-- Texto para leitura --

Meirelles ainda não viu a versão de seu filme com audiodescrição e está curioso com relação à recepção por parte dos deficientes. "Mas os caras que protestaram nos EUA erraram o alvo. Eu mesmo não fui estudar o comportamento de cegos para dirigir os atores. Para mim, essa história não é sobre cegos, é sobre o homem."

O professor Alberto do Amaral Junior, 49, acrescenta: "O autor poderia ter usado uma outra deficiência física, mas a cegueira é a mais emblemática e a que mais assusta no mundo em que vivemos", explica.

Para o acadêmico, o "Ensaio" é uma obra aberta a diversas interpretações. Mas aponta duas que considera as mais importantes. "A surpresa diante da cegueira repentina mostra a incapacidade humana de lidar com o perigo novo e desconhecido. Essa surpresa leva as autoridades a pensarem imediatamente na reclusão dessa ameaça. Isso faz lembrar os textos de Michel Foucault [1926-84, filósofo francês que, entre outras coisas, estudou a relação do homem com a loucura e a prisão]".

A outra leitura, para ele, refere-se à disputa de poder. "Ela nasce de um princípio básico: a privação da alimentação. Isso não é próprio da cegueira, mas do ser humano de modo geral."

Mundo real

Apesar de o foco central da obra não ser a enfermidade, alguns deficientes identificaram-se com personagens e passagens. É o caso de Gilson Rocha da Silva, 28, que nasceu com um problema de visão, mas ficou completamente cego há um par de anos. "A discriminação que os cegos sofrem no mundo real está bem mostrada.

As autoridades preferem nos trancafiar, nos deixar num canto, do que enfrentar o problema de nos integrar à sociedade."

-- Dados para análise --
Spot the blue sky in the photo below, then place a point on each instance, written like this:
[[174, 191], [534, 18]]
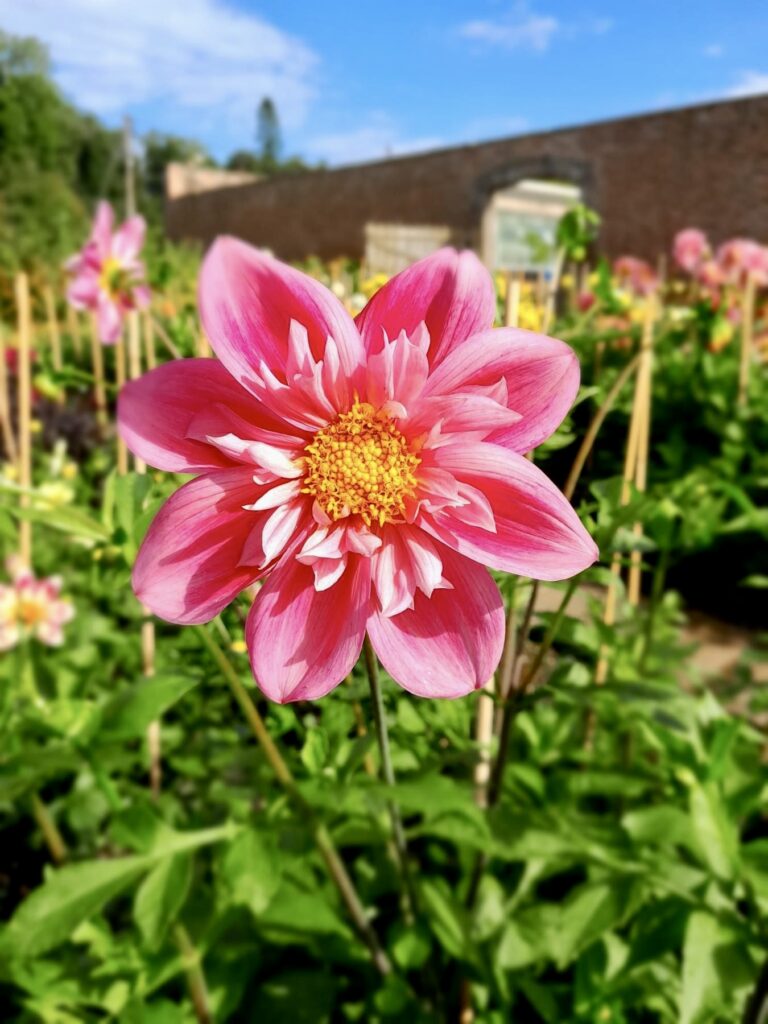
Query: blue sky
[[360, 81]]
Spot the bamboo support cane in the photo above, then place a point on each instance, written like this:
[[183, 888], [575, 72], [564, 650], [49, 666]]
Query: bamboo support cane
[[154, 740], [24, 381], [9, 437], [73, 329], [120, 382], [643, 441], [99, 387], [485, 708], [53, 333], [748, 331]]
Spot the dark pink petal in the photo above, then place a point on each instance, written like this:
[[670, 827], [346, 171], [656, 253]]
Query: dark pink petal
[[303, 641], [541, 374], [188, 566], [449, 644], [450, 292], [165, 416], [538, 534], [248, 300]]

-- Instruções das tarefas --
A: Transcreva do texto sobre a cegueira o trecho que começa nas palavras "Apesar de o" e vai até "está bem mostrada.", inclusive.
B: Liste todas as pessoas mencionadas pelo nome no texto sobre a cegueira.
C: Retome o texto sobre a cegueira logo após a última frase e prossiga com ele.

-- Respostas por item --
A:
Apesar de o foco central da obra não ser a enfermidade, alguns deficientes identificaram-se com personagens e passagens. É o caso de Gilson Rocha da Silva, 28, que nasceu com um problema de visão, mas ficou completamente cego há um par de anos. "A discriminação que os cegos sofrem no mundo real está bem mostrada.

B:
Meirelles
Alberto do Amaral Junior
Michel Foucault
Gilson Rocha da Silva

C:
O massoterapeuta Dalmir Bernardo, 65, cego há mais de 20 anos por conta de um glaucoma, acha que o filme pode ajudar a conscientizar aqueles que veem. "As pessoas nunca pensam que algo ruim pode acontecer com elas. Aquelas primeiras cenas, meio confusas, em que o oriental fica cego, exemplificam essa questão da nossa impotência", diz.

Professor voluntário de informática na fundação, Antonio Carlos Grandi, 54, que perdeu a visão recentemente, crê que o filme não supera o livro, mas gostou da audiodescrição.

"A narração não pode ser interpretativa, não tem que nos explicar nada, apenas contar de forma direta o que é a imagem que está na tela. Nesse sentido está muito bem feita."

"Tudo branco"

Já para a aposentada Olinda Haragutchi, 76, que tem a mesma cegueira dos personagens do romance --"eu vejo tudo branco, até quando está escuro"-- a versão para deficientes não funcionou. "Tem muito barulho, muita voz. Me compliquei e não consegui acompanhar a história. Prefiro livro falado."

Já sua amiga, Maria das Graças Gomes de Souza, 40, que tem visão parcial ("vejo vultos"), gostou muito da sessão. E diz que, se o recurso se tornar mais comum, seu marido e seu filho vão comemorar. "Eu vivo atrapalhando, fazendo com que eles me contem o que está acontecendo na televisão. Agora, se isso ficar usual, vou poder até ir ao cinema sozinha."

Amaral lembra, porém, que não é só a solidariedade que faz nascerem iniciativas como essa. "É claro que é uma coisa muito legal, mas evidentemente tem uma jogada de mercado aí. Com mais audiodescrições, haverá mais consumidores."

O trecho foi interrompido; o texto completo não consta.